▶ PASSAGE
* BEGIN *

Shabbat HaGadol 5780

Yehuda Amichai

And what is the continuity of my life? I am like the one who left Egypt.

The Red Sea is split in two and I cross on dry ground.

With two walls of water- on my right and on my left.

Behind me- Pharaoh's soldiers and horseman.

Before me- the wilderness.

And perhaps, the Promised Land

This is the continuity of my life.

Elie Wiesel commentary - A Passover Haggadah

"In every generation, every individual must feel as if s/he personally had come out of Egypt."...

Two comments: First, the text does not say that every Jew must feel as if he had come out of Egypt. It says "every individual." And here we find the universal dimension of Jewish experience. After all, though the Torah was given to our people, have we not shared it with every other people? Second, the text days that every one of us must consider himself "as if" he had come out of Egypt. No, I did not leave Egypt, but I must think "as if" I had been among those who did. Certain Talmudic legends explain that actually our souls were there. Or we may accept the literal interpretation and say: Though I have not personally taken part in those events, I must live "as if" I had. This lesson is especially relevant for those of our contemporaries who declare that all of us "are survivors of the Holocaust." No, all of us are not. Only those who went through the agony of Night survived that Night. Only those who knew death in Auschwitz survived Auschwitz. But all of us should think and act "as if" we had all been there.

Rabbi Aharon Davids (from Rotterdam, Netherlands) in the Bergen Belsen concentration camp in 1944- when they came to blessing on the matzah- with no alternative to matzah, he held up a slice of bread and recited:

Avinu She'ba'shamayim, Our Father in heaven- You know that it is our desire to do your will and we wish to celebrate Pesach, to eat matzah and to observe the prohibition on Chametz. Yet that is what causes our hearts to ache, for the enslavement prevents us and our lives are in danger. So we prepare ourselves to perform the mitzvah of "Chai Bahem- You shall live by them" (Leviticus 18:5). "To live" by the laws and not die by them (Talmud Yoma 85a). We will listen to the Biblical warning: "Beware and guard your lives very much" (Deuteronomy 4:9). So we pray to you to keep us alive and to redeem us swiftly- so we may observe your laws and do your will and serve you with a complete integrity of the heart.

* END *

Pointing dataset excerpts:
* BEGIN *

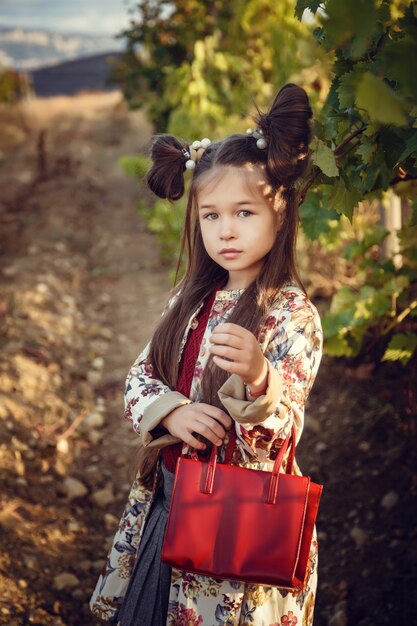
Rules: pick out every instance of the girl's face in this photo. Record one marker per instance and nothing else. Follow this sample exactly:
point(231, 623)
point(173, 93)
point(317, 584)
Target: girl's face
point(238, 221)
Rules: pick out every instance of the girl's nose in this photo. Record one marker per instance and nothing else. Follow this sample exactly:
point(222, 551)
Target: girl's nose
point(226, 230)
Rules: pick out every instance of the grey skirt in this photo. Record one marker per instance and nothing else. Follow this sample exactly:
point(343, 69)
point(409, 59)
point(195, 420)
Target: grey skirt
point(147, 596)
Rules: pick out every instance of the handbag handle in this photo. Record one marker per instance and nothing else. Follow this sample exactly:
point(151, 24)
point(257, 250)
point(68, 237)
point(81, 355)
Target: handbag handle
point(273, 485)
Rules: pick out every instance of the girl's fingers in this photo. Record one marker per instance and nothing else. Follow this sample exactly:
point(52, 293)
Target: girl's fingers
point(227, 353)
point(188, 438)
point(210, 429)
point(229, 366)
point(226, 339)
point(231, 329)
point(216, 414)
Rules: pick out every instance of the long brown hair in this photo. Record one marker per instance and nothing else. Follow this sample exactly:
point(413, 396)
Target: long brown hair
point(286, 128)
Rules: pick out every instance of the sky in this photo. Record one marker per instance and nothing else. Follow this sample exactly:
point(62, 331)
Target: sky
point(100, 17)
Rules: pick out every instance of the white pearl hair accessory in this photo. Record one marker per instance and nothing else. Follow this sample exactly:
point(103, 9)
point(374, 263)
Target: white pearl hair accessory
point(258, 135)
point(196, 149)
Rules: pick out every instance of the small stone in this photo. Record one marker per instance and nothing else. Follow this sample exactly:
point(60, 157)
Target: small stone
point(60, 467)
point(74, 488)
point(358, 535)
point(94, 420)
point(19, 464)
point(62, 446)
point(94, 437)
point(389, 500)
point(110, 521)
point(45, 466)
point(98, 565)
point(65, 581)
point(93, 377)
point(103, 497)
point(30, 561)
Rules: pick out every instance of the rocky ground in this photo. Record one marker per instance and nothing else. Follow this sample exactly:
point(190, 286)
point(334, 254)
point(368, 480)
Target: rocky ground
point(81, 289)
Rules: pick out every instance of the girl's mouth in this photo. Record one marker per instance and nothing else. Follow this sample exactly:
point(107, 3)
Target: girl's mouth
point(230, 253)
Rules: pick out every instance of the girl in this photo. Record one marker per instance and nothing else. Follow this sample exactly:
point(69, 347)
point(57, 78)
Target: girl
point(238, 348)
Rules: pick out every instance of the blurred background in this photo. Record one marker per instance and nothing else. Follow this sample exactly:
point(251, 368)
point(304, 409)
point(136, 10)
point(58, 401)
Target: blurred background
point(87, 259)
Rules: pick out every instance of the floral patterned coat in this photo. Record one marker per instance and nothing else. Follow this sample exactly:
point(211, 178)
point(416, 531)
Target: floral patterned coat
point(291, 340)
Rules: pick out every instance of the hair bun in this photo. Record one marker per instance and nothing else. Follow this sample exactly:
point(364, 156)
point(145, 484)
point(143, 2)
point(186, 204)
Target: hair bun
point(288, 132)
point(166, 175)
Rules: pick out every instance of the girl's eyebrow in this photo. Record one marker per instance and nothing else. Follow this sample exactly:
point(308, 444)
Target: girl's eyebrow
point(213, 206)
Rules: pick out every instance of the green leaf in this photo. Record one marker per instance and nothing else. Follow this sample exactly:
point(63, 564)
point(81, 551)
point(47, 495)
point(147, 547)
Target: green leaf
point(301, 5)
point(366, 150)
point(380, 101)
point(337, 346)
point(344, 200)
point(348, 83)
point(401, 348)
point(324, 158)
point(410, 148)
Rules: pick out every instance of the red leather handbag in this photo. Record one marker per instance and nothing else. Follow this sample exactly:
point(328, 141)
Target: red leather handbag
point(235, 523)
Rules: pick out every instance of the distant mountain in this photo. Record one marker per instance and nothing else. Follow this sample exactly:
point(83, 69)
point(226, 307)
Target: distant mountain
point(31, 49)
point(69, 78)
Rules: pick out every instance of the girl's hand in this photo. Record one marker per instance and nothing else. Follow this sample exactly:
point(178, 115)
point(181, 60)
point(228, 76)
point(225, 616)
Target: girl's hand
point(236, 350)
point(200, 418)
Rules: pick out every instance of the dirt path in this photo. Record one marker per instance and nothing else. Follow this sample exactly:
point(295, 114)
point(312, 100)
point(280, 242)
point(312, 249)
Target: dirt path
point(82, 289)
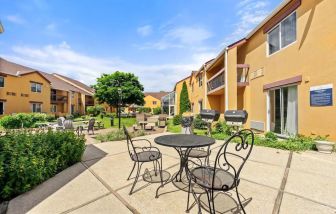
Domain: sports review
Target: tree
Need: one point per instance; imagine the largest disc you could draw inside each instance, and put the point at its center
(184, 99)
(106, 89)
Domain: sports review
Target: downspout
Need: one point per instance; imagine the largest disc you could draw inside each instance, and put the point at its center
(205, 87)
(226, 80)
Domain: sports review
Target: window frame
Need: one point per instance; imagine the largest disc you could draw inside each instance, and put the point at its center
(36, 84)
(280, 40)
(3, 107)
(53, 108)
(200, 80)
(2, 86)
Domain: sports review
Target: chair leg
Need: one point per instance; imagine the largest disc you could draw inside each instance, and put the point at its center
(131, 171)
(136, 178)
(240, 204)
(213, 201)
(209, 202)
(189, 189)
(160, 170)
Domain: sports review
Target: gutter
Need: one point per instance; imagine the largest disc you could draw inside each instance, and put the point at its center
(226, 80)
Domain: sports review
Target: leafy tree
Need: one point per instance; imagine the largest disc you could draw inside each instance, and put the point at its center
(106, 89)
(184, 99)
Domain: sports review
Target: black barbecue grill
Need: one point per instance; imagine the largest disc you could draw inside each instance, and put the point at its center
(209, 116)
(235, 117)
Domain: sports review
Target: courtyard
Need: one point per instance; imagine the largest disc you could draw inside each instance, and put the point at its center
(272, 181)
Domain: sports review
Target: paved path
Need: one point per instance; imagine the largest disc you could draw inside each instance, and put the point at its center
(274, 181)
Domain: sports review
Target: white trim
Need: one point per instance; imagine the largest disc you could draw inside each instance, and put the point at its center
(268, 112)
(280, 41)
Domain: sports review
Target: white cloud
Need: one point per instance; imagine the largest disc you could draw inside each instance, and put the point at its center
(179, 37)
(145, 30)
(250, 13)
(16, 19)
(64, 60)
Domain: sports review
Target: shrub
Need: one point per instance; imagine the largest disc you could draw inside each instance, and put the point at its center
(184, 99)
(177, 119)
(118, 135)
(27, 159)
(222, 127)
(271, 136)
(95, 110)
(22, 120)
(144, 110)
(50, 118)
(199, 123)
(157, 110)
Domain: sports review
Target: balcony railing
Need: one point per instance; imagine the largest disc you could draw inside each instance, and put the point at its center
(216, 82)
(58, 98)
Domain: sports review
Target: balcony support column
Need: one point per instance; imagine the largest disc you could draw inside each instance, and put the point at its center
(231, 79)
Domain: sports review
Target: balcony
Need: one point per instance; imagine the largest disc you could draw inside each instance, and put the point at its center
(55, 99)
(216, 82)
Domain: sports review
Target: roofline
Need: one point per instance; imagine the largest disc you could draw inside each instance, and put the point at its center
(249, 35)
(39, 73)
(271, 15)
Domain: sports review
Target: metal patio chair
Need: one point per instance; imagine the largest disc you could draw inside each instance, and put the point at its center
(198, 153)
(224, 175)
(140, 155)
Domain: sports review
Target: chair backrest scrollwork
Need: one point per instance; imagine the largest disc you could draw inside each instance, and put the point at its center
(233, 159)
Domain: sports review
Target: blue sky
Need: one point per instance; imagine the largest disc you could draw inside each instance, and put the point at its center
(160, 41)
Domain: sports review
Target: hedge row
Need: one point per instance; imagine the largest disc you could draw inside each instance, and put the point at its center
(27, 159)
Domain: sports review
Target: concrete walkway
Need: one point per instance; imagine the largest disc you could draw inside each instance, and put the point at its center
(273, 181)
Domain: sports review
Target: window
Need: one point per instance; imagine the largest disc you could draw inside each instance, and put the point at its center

* END *

▶ THINGS TO DO
1: According to the Shabbat HaGadol text, in which camp was Rabbi Aharon Davids in 1944 when he held up a slice of bread?
2: Copy the Shabbat HaGadol text from "The Red Sea" up to and including "me- the wilderness.", substituting "desert" for "wilderness".

▶ SOLUTIONS TO THE EXERCISE
1: The Bergen Belsen concentration camp.

2:
The Red Sea is split in two and I cross on dry ground.

With two walls of water- on my right and on my left.

Behind me- Pharaoh's soldiers and horseman.

Before me- the desert.